TEXT SEGMENT START
Brazilian carrier TAM Airlines joined Star Alliance on 13 May 2010, increasing its foothold in South America. Aegean Airlines, Greece's largest airline by number of passengers, joined on 30 June.

Shanghai Airlines left the alliance on 31 October 2010 when it merged with China Eastern Airlines, a SkyTeam member. On 29 September, the chief executive board approved Ethiopian Airlines as Star Alliance's 30th member, though Ethiopian did not officially join the alliance until December of the following year. In 2010, the alliance flew to 1,172 airports in 181 countries, with about 21,200 daily departures.

Since 2011, the alliance has gained several large members, but it has lost others due to collapse or mergers. On 13 December 2011, Ethiopian Airlines joined, adding five countries and 24 destinations to the alliance's map.
TEXT SEGMENT END
SUPPLIED DATA START
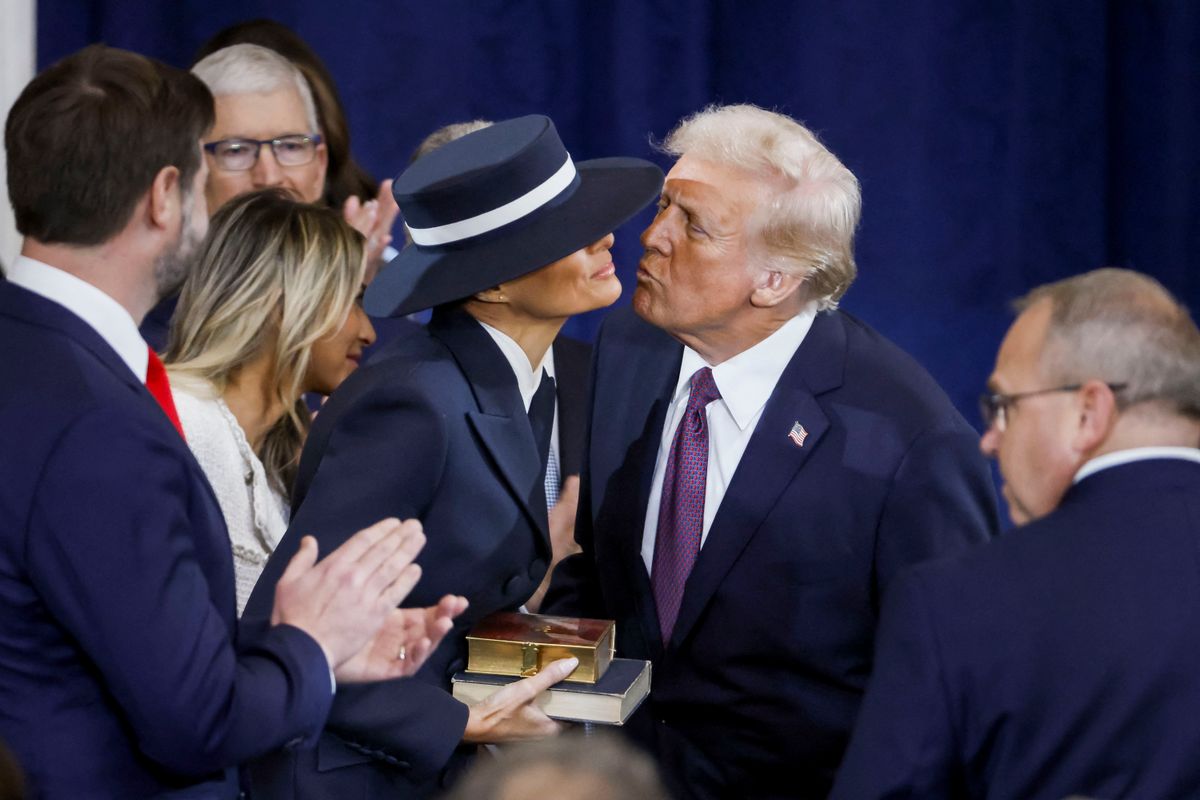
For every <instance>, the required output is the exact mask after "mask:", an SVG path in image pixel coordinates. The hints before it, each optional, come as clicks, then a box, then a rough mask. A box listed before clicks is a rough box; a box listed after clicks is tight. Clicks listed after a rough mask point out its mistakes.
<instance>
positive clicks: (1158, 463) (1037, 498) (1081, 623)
mask: <svg viewBox="0 0 1200 800" xmlns="http://www.w3.org/2000/svg"><path fill="white" fill-rule="evenodd" d="M1018 309H1019V312H1020V315H1019V317H1018V319H1016V321H1015V323H1014V324H1013V326H1012V329H1010V330H1009V332H1008V335H1007V336H1006V338H1004V341H1003V343H1002V344H1001V348H1000V354H998V356H997V359H996V367H995V369H994V372H992V374H991V379H990V380H989V393H988V395H984V396H983V398H982V405H983V411H984V420H985V422H986V425H988V429H986V431H985V433H984V435H983V439H982V440H980V449H982V450H983V452H984V453H985V455H988V456H990V457H992V458H996V459H997V461H998V462H1000V470H1001V473H1002V475H1003V479H1004V497H1006V499H1007V500H1008V506H1009V511H1010V513H1012V517H1013V521H1014V522H1016V523H1018V524H1019V525H1020V529H1019V530H1016V531H1014V533H1012V534H1009V535H1007V536H1003V537H1001V539H1000V540H997V541H996V542H994V543H991V545H989V546H986V547H982V548H977V549H974V551H970V552H967V553H964V554H962V555H959V557H954V558H950V559H946V560H942V561H936V563H930V564H926V565H923V566H918V567H914V569H913V570H912V571H910V572H907V573H906V575H904V576H901V577H900V578H898V579H896V582H895V583H894V585H893V588H892V589H890V591H889V593H888V599H887V602H886V604H884V610H883V619H882V622H881V627H880V634H878V639H877V650H876V662H875V673H874V675H872V678H871V682H870V685H869V687H868V692H866V698H865V699H864V703H863V710H862V712H860V715H859V718H858V722H857V726H856V729H854V734H853V738H852V740H851V745H850V750H848V751H847V754H846V758H845V760H844V762H842V766H841V770H840V772H839V777H838V783H836V786H835V788H834V794H833V795H832V796H833V798H836V799H847V800H848V799H851V798H852V799H853V800H870V799H871V798H900V796H904V798H931V799H936V798H984V796H986V798H989V799H991V800H995V799H1001V800H1003V799H1006V798H1013V799H1016V798H1020V799H1022V800H1034V799H1038V798H1048V799H1049V798H1052V799H1055V800H1057V799H1058V798H1063V796H1067V795H1087V796H1096V798H1118V796H1120V798H1184V796H1195V792H1196V787H1200V759H1198V758H1196V753H1198V752H1200V726H1196V724H1195V709H1196V708H1198V706H1200V670H1198V669H1196V664H1200V560H1198V547H1200V450H1198V449H1196V445H1198V443H1200V330H1198V329H1196V325H1195V323H1194V321H1193V320H1192V319H1190V317H1189V315H1188V312H1187V309H1186V308H1183V307H1182V306H1181V305H1180V303H1178V302H1177V301H1176V300H1175V299H1174V297H1171V295H1170V294H1169V293H1168V291H1166V290H1165V289H1164V288H1163V287H1162V285H1159V284H1158V283H1157V282H1156V281H1153V279H1152V278H1148V277H1146V276H1142V275H1139V273H1136V272H1130V271H1128V270H1112V269H1109V270H1097V271H1094V272H1088V273H1086V275H1081V276H1078V277H1074V278H1068V279H1066V281H1061V282H1058V283H1051V284H1049V285H1044V287H1040V288H1038V289H1034V290H1033V291H1032V293H1030V294H1028V295H1027V296H1026V297H1024V299H1022V300H1020V301H1019V302H1018Z"/></svg>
SUPPLIED DATA END
=== TASK PROMPT ===
Write the next part of the text on Star Alliance membership changes, picking up after its final sentence. The data is not needed for what is asked here.

=== WRITTEN ANSWER ===
In 2012, Spanair ceased operations, and BMI left after being acquired by International Airlines Group (IAG), the parent company of Oneworld members Iberia and British Airways. BMI was integrated into British Airways. In North America, Continental Airlines was fully integrated into United Airlines. On 21 June, Avianca, TACA Airlines (integrated into Avianca in 2013) and Copa Airlines joined, massively increasing the alliance's Latin American presence. In November, Blue1 left after becoming an affiliate of parent Scandinavian Airlines, while Shenzhen Airlines joined, augmenting Air China's Chinese network. Taiwanese carrier EVA Air then joined on 18 June 2013, becoming the alliance's 28th member. On 13 December, Air India was again invited to begin an integration process with the alliance.

Following this string of expansions, 2014 opened with two major departures through mergers. First, Brazilian carrier TAM Airlines merged with LAN Airlines to become LATAM Airlines Group. Next, US Airways completed its merger with American Airlines and also left the alliance. Both parent companies stayed with Oneworld. On 24 June, the alliance approved Air India, which joined on 11 July, leaving the alliance at 27 members.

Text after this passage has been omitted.